Your instructions :: Can you write out the records again, beginning at the line that has "Target: skier in red jacket" and stopping after the line that has "298), (1250, 268)]", keeping every line as it stands except that each x and y coordinate in the answers is reduced by 50?

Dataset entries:
○ ○ ○ ○ ○ ○ ○
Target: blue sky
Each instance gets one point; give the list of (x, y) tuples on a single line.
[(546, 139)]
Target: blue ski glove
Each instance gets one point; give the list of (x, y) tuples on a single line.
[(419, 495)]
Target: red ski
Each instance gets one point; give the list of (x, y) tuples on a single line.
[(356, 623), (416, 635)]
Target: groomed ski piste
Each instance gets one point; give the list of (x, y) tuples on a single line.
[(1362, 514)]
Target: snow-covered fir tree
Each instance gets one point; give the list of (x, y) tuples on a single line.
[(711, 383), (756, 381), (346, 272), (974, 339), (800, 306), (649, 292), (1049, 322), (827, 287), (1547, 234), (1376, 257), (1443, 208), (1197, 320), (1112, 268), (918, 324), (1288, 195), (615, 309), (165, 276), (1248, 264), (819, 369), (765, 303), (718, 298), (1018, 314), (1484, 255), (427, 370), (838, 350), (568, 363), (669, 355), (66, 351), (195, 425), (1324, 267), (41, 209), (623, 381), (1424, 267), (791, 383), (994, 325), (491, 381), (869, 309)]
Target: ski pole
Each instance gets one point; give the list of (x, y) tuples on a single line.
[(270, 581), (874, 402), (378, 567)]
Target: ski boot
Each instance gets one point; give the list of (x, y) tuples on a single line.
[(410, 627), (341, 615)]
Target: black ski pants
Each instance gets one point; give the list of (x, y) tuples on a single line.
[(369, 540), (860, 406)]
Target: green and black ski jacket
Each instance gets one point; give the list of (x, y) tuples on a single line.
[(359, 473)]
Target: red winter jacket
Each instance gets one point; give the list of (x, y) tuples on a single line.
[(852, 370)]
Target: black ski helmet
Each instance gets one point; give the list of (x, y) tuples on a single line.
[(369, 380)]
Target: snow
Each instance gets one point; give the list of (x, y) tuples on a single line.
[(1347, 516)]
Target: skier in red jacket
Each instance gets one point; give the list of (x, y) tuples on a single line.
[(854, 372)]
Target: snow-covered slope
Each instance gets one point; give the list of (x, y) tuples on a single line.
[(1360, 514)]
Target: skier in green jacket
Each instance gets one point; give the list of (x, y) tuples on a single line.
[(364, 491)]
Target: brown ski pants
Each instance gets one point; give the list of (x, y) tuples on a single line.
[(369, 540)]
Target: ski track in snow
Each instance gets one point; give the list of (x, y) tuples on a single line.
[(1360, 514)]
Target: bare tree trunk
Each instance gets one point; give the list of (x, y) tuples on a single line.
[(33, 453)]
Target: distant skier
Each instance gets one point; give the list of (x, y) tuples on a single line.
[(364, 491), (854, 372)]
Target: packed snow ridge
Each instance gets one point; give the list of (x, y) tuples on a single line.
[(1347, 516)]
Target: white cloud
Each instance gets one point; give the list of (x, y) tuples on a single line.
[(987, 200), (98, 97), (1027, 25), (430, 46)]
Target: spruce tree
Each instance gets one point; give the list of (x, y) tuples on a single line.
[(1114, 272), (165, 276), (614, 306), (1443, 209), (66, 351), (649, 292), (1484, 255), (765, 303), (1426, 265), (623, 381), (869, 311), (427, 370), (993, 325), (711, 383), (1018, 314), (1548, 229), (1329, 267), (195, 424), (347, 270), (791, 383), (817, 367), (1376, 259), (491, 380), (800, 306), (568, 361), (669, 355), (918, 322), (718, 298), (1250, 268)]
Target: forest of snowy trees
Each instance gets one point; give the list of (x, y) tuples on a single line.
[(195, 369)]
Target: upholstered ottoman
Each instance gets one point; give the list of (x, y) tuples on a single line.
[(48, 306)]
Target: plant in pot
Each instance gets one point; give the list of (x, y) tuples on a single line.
○ ○ ○ ○ ○ ○ ○
Response ::
Target: skier in red jacket
Each instance gets one point; give the list of (x, y) tuples on a single line.
[(804, 322)]
Target: snow-covered slope
Each instance gets one point; give the list of (x, y) tuples on a single line.
[(1310, 464)]
Target: skier in green jacket
Each instance gets one point; give the list of (x, y) tuples on a single line.
[(314, 441)]
Target: brown ski pants
Each instance gets one point; give the list of (x, y) tuples on a single line.
[(319, 490)]
Target: ski track in snow
Each instance gets one point; give the list of (x, y) tuples on a single line.
[(1310, 464)]
Target: bare tree trunk
Each instance gets one point; give the list of (x, y) tuples on a single line.
[(-17, 403)]
Target: distant skier
Each instance gets one point; give the list of (x, y) tuples on a single line.
[(314, 441), (804, 322)]
Target: packed snow ridge
Each instance gets one point; give the list of (x, y) tuples on a single line.
[(1297, 466)]
Target: white cloud
Each instance gets one point; give the list of (x, y) tuples on a single line.
[(937, 150), (48, 47), (977, -25), (380, -4)]
Target: spruce tree
Each instance gets one point; give the list of (x, y) tuples on a single line.
[(1064, 222), (115, 226), (564, 256), (1393, 159), (16, 301), (599, 242), (1434, 205), (715, 253), (1376, 215), (573, 331), (819, 261), (377, 320), (943, 275), (661, 333), (968, 264), (1498, 179), (1279, 217), (145, 374), (297, 220), (741, 333), (767, 317), (1326, 209), (441, 330), (750, 256), (518, 311), (619, 305), (868, 272), (668, 248), (1200, 218)]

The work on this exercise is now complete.